SET EXERCISE: Copy every line from the start of the items through the line containing "696 510 L 701", both included, and shift each coordinate in the answers by -61. Leave the pictures out.

INPUT:
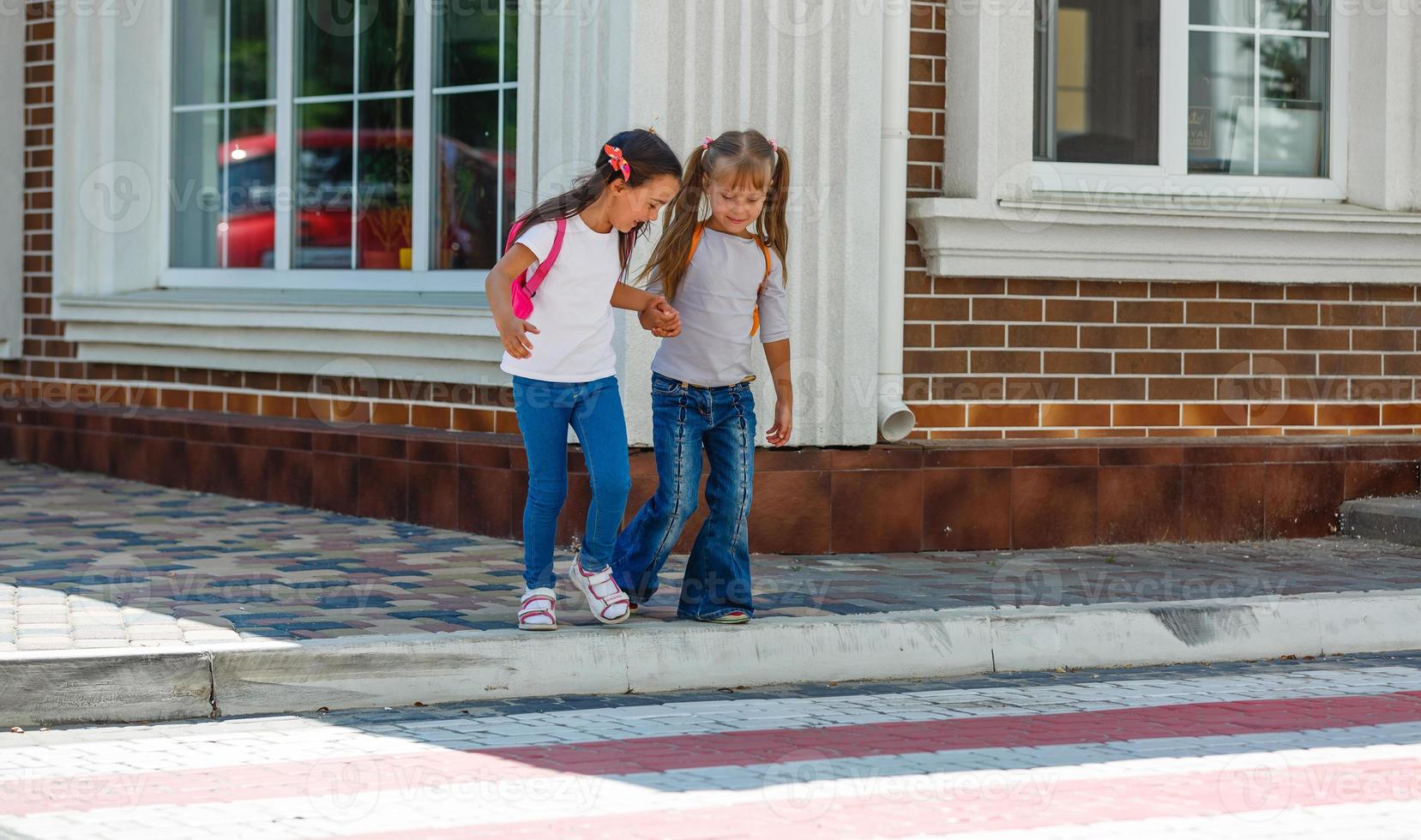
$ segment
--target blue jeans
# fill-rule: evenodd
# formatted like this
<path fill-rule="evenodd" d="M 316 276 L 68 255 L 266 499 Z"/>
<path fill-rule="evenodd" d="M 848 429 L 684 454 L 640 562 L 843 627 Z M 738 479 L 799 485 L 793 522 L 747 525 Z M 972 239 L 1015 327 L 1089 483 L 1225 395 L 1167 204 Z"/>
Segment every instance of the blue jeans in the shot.
<path fill-rule="evenodd" d="M 696 510 L 701 453 L 710 461 L 709 515 L 686 560 L 681 581 L 682 618 L 718 618 L 750 598 L 750 486 L 755 479 L 755 395 L 749 384 L 689 388 L 661 374 L 651 377 L 657 493 L 617 537 L 612 576 L 627 596 L 644 604 L 657 576 Z"/>
<path fill-rule="evenodd" d="M 567 499 L 567 426 L 583 445 L 593 483 L 583 536 L 583 569 L 601 571 L 611 560 L 617 529 L 627 512 L 631 472 L 627 418 L 617 377 L 595 382 L 544 382 L 513 377 L 513 405 L 529 455 L 529 499 L 523 506 L 523 580 L 529 588 L 553 587 L 557 515 Z"/>

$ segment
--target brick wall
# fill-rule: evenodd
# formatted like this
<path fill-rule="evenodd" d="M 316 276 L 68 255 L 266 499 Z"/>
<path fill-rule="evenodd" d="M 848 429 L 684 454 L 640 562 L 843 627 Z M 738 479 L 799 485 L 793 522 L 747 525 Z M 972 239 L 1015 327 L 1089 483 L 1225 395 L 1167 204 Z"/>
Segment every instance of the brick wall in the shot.
<path fill-rule="evenodd" d="M 28 0 L 26 13 L 24 355 L 0 362 L 0 397 L 54 408 L 163 406 L 389 426 L 517 431 L 507 388 L 75 360 L 75 347 L 64 340 L 64 324 L 50 318 L 54 3 Z"/>
<path fill-rule="evenodd" d="M 932 279 L 909 294 L 928 438 L 1411 434 L 1415 286 Z"/>
<path fill-rule="evenodd" d="M 915 0 L 914 13 L 908 183 L 911 196 L 931 196 L 942 189 L 949 118 L 946 0 Z M 912 438 L 1421 426 L 1414 286 L 932 277 L 911 226 L 908 237 Z"/>

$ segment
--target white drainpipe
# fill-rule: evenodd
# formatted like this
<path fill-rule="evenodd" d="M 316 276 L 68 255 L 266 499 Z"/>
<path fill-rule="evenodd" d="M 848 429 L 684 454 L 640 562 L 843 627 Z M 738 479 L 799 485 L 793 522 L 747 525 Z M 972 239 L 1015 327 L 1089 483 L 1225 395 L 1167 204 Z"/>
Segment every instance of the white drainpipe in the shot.
<path fill-rule="evenodd" d="M 917 418 L 902 402 L 904 230 L 908 225 L 908 4 L 884 3 L 882 156 L 878 168 L 878 434 L 902 441 Z"/>

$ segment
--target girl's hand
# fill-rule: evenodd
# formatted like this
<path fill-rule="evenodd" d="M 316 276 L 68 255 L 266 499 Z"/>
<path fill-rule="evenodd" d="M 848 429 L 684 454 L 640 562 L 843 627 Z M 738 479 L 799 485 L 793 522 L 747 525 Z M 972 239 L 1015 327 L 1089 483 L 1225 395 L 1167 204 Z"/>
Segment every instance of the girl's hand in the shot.
<path fill-rule="evenodd" d="M 529 358 L 533 355 L 533 343 L 529 341 L 527 334 L 539 334 L 537 327 L 522 320 L 522 318 L 496 318 L 495 324 L 499 327 L 499 338 L 503 340 L 503 350 L 509 351 L 513 358 Z"/>
<path fill-rule="evenodd" d="M 794 404 L 789 399 L 774 401 L 774 425 L 764 434 L 770 446 L 789 443 L 790 432 L 794 429 Z"/>
<path fill-rule="evenodd" d="M 681 334 L 681 313 L 678 313 L 665 297 L 652 297 L 647 307 L 641 310 L 642 328 L 651 330 L 658 338 L 671 338 Z"/>

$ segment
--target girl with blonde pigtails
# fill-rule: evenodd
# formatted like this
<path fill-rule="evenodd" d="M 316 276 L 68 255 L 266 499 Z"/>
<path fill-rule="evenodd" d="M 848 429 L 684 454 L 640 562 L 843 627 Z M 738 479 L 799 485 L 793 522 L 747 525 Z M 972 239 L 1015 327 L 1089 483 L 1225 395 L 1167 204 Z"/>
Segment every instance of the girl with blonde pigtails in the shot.
<path fill-rule="evenodd" d="M 759 131 L 706 138 L 691 152 L 681 192 L 642 279 L 679 314 L 651 362 L 658 486 L 612 551 L 612 576 L 635 608 L 696 509 L 702 453 L 710 465 L 705 524 L 686 560 L 676 614 L 716 624 L 753 615 L 747 519 L 755 478 L 756 340 L 774 379 L 773 446 L 790 438 L 790 331 L 784 307 L 789 154 Z"/>

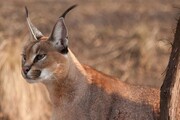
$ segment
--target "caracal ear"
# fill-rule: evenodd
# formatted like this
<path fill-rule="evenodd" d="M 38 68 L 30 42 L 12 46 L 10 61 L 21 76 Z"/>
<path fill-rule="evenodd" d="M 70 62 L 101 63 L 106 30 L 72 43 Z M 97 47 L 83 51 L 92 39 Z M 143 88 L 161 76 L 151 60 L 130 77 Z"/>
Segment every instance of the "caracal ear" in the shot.
<path fill-rule="evenodd" d="M 60 53 L 66 54 L 68 52 L 68 31 L 63 17 L 56 22 L 49 41 Z"/>
<path fill-rule="evenodd" d="M 39 38 L 43 37 L 43 34 L 31 23 L 31 20 L 29 19 L 29 13 L 28 9 L 25 6 L 26 11 L 26 21 L 28 24 L 29 32 L 31 34 L 32 40 L 39 40 Z"/>

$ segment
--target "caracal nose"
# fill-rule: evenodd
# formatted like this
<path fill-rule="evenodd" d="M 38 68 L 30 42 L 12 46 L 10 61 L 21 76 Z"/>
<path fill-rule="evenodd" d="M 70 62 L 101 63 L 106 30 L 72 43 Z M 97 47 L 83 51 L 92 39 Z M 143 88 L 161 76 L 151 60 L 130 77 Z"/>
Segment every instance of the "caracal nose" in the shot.
<path fill-rule="evenodd" d="M 24 72 L 25 74 L 27 74 L 30 69 L 31 69 L 30 66 L 24 66 L 24 67 L 23 67 L 23 72 Z"/>

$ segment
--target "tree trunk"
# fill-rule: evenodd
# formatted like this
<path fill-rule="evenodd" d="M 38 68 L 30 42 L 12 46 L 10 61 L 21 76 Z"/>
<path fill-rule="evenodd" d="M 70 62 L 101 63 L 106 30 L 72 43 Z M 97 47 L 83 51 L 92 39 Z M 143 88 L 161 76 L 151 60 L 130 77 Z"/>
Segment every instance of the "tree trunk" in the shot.
<path fill-rule="evenodd" d="M 161 86 L 160 120 L 178 120 L 180 99 L 180 18 L 178 19 L 172 51 Z M 179 118 L 180 119 L 180 118 Z"/>

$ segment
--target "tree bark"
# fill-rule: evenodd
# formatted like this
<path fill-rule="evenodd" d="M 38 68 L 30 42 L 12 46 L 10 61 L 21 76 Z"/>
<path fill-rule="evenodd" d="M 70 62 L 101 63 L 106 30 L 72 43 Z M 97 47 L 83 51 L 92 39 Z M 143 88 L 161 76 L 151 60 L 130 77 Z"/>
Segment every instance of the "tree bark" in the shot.
<path fill-rule="evenodd" d="M 160 120 L 178 120 L 180 99 L 180 17 L 160 93 Z M 180 118 L 179 118 L 180 119 Z"/>

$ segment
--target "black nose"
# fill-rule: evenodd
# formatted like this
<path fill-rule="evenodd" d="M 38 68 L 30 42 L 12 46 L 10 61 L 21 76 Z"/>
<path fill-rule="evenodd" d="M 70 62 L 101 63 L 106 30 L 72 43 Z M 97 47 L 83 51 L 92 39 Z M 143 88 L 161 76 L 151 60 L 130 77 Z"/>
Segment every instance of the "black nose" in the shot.
<path fill-rule="evenodd" d="M 30 69 L 31 69 L 30 66 L 24 66 L 24 67 L 23 67 L 23 72 L 24 72 L 24 74 L 27 74 Z"/>

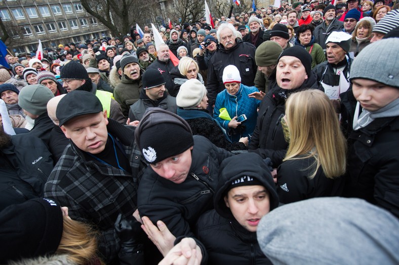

OUTPUT OF THE EXERCISE:
$ segment
--target blue jeans
# fill-rule: evenodd
# formatted like this
<path fill-rule="evenodd" d="M 316 276 L 68 255 L 266 499 Z"/>
<path fill-rule="evenodd" d="M 848 429 L 684 454 L 640 562 L 843 627 Z M 738 479 L 799 485 L 793 522 L 747 525 Z M 972 239 L 1015 327 L 1089 483 L 1225 395 L 1167 204 Z"/>
Segment every instance of the blue jeans in the shot.
<path fill-rule="evenodd" d="M 635 449 L 640 392 L 649 400 L 648 454 L 625 499 L 620 520 L 621 557 L 657 557 L 689 537 L 689 425 L 694 418 L 694 334 L 688 323 L 628 327 L 600 313 L 590 316 L 596 432 L 556 476 L 551 515 L 566 535 L 583 543 L 596 515 Z"/>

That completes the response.